Point-per-instance localization data:
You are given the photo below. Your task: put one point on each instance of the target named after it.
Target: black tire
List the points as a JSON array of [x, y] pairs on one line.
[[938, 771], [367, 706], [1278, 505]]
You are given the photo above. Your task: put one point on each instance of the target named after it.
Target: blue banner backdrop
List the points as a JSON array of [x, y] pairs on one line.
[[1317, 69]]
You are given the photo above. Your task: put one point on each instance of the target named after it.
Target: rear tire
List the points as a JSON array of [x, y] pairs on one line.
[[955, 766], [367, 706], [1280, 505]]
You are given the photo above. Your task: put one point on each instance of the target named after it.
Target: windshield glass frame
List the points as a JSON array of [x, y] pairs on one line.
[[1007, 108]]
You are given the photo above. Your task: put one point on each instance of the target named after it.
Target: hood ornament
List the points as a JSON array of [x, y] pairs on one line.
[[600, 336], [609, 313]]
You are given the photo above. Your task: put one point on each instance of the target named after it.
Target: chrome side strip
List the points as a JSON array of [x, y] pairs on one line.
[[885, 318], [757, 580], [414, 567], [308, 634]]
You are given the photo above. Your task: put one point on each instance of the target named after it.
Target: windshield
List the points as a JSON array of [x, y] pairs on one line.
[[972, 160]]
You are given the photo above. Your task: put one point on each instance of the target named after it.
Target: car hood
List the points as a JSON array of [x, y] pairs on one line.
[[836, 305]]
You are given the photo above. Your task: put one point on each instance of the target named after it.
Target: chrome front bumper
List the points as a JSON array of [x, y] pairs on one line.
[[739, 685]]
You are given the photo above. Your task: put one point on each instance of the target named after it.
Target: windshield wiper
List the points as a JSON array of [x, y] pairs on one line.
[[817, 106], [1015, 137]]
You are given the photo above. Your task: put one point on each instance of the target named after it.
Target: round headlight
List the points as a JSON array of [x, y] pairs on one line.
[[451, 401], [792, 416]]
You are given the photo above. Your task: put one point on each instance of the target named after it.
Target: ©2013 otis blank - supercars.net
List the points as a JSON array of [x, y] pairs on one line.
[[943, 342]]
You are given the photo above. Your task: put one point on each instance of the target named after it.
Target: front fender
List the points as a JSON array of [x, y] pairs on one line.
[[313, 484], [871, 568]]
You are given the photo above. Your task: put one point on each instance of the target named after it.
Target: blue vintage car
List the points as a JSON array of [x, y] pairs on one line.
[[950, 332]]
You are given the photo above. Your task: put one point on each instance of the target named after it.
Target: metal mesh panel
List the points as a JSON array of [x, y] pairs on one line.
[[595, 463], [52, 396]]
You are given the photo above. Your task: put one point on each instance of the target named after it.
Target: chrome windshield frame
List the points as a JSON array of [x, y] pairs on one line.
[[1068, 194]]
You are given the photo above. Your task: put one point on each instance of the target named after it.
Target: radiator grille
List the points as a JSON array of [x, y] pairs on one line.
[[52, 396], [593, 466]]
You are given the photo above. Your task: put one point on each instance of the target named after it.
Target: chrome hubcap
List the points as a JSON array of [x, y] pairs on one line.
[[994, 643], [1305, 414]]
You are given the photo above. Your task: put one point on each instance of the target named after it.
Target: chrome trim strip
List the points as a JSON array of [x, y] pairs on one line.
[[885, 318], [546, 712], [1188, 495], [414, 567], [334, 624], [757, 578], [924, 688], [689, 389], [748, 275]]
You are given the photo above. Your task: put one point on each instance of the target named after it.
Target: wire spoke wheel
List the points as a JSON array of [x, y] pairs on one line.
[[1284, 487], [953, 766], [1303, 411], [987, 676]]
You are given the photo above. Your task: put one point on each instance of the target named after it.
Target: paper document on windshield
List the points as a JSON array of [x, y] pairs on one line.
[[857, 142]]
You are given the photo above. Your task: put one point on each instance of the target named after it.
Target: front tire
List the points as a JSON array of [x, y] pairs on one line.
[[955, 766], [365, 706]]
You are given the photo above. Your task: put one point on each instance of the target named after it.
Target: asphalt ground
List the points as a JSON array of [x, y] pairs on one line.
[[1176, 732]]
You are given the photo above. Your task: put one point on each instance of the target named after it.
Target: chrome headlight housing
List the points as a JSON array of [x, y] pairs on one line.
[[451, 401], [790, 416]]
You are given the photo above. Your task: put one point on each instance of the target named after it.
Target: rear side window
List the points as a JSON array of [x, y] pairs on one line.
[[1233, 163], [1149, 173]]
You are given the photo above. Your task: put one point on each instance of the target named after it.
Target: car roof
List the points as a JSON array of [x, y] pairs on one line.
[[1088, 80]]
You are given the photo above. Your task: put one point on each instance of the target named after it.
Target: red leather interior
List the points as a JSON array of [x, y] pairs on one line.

• _PROBLEM TO SOLVE_:
Line by line, please reproduce the records exactly.

• _SOLUTION TO THIS PROBLEM_:
You are given the photo below. Your task: put one point on each instance of the target named after it.
Target: black tire
List the points as a JSON array of [x, y] pairs on one line.
[[938, 771], [367, 706], [1278, 505]]
You are given the photo above. Your task: put one point on each instance of the target named after it.
Target: blue banner backdrop
List the points as a JSON array of [x, y] pairs on one line.
[[1317, 69]]
You are given the photo above. Your task: put one point on each instance of the target named after it.
Target: rear tire
List the points as a JSON array of [x, y] pairs on one line.
[[955, 766], [367, 706], [1280, 505]]
You are given the photo above. Your task: put one point on each instance of the target named after it.
Target: windshield glass frame
List the points as a JSON array of [x, y] pairs on one line.
[[1007, 108]]
You are given the photo above. Your task: put one point on each instance of the target named after it.
Target: hood ornament
List the points as a JSON array of [x, y] pairs on one line.
[[600, 336], [609, 313]]
You are given the photo above. Your task: put one point on each instance of the target named after it.
Target: chrome side strip
List the points as a JSON array of [x, y] pairs on one line.
[[885, 318], [757, 580], [414, 567], [308, 634]]
You are given the photo above. Your task: put one point on each instance of the target named after it.
Target: windshield
List the points as a JSON array of [x, y] pairs on one line.
[[972, 160]]
You are given the photo above. Your task: put one point on each instance of the target named after it.
Target: car hood
List the points as a JSON array of [x, y] pairs on one line.
[[836, 305]]
You are given the photo above. Your task: put one point on each instance of the target named after it.
Target: chrome front bumper
List the points as a JSON array of [x, y] pairs on one line.
[[739, 685]]
You are given the photo above. Your task: put one point on each instance of the target named after it.
Target: windshield wiper
List the points as a JSON array of [x, y] pairs on one line.
[[817, 106], [1015, 137]]
You are given the photo above. Your task: put one point on each instance of the target named after it.
Target: round headlight
List the points as a JSON array of [x, y] pairs on one line.
[[451, 401], [792, 416]]
You are given the photo above. Your task: put one point on each instance of the target named after it.
Target: ©2013 otis blank - supercars.net
List the points as a JSON array of [x, y] pairs on one line.
[[943, 342]]
You are given the photo above. Your task: put one point on each instance of the target named after it.
Target: front fender
List the points as a JSON array of [x, y] pairs on one line.
[[313, 484], [871, 568]]
You are given the photo above. Your task: put one point on each instance of the target named after it.
Target: blue vintage car
List the points as a JSON array of [x, y] pairs on one line.
[[950, 332]]
You are given the photo above. Your task: put one point on each instance of the target named after it.
Target: metal mesh panel
List the points as a JSON array of [x, y] pairs on one line.
[[595, 463], [52, 396]]
You are given the photo above. Your task: put one point on each instance of the target named after it.
Target: chrome windshield frame
List the points as a JSON array of [x, y] pairs on one line.
[[1068, 194]]
You are given the photo above. Your task: put one point on each instance of the target named after it.
Target: radiator grille
List the points as a JSON array of [x, y] pairs on one line.
[[52, 396], [593, 466]]
You are given the photo above. Your task: put one point on each instance of the target named after it.
Target: chrome hubcap
List the points as a JSON array of [x, y] pairs on one line.
[[994, 643], [1305, 414]]
You are given the photo above. Your task: put one point on each instance of the target named after it.
Target: chrome trim strip
List the points as a JSON array of [x, y] pairs on one line.
[[885, 318], [546, 712], [1188, 495], [414, 567], [334, 624], [757, 578], [924, 688], [689, 389], [748, 275]]
You are given the photo above. Your task: put one point on each instance of the target named after it.
Target: wire spoke wheel
List the points as a JSON array of [x, y] pairs on one line.
[[1284, 487], [953, 766], [1303, 411], [987, 676]]
You are given the photo above. Your task: put one point on each instance of the target named after it.
Target: paper document on windshield
List the points as a JSON array of [x, y] pairs on one line.
[[857, 142]]
You are given the photo above. Your task: put one point on each instance of the target named after it.
Target: front tire
List the points as a JSON array of [x, y] pairs on one line.
[[955, 766], [365, 706]]
You are given the photo above. Your task: put one point on each instance of the target named after it.
Target: asphalt ground
List the points as a JSON array of [x, y] pairs on one line.
[[1176, 732]]
You are given the photo above. Your task: put one point on each instance of the target named after it.
Target: chrome headlight housing
List the points as a JSON array of [x, y] pairs on one line.
[[451, 401], [790, 416]]
You are given the photo above. Your task: put one point on each instance of the target named after it.
Target: rear side window
List the points as a JSON array of [x, y] pairs on one line.
[[1233, 163], [1149, 173]]
You are given the photo above. Your task: put one point on each instance of the target named after it.
Target: car roof
List the points as a JSON array of [x, y] pairs on one line.
[[1088, 80]]
You are given the photo above. Your task: put one point on each instance of the target named after it.
Target: red leather interior
List the points as a JSON array of [x, y] pairs on one line.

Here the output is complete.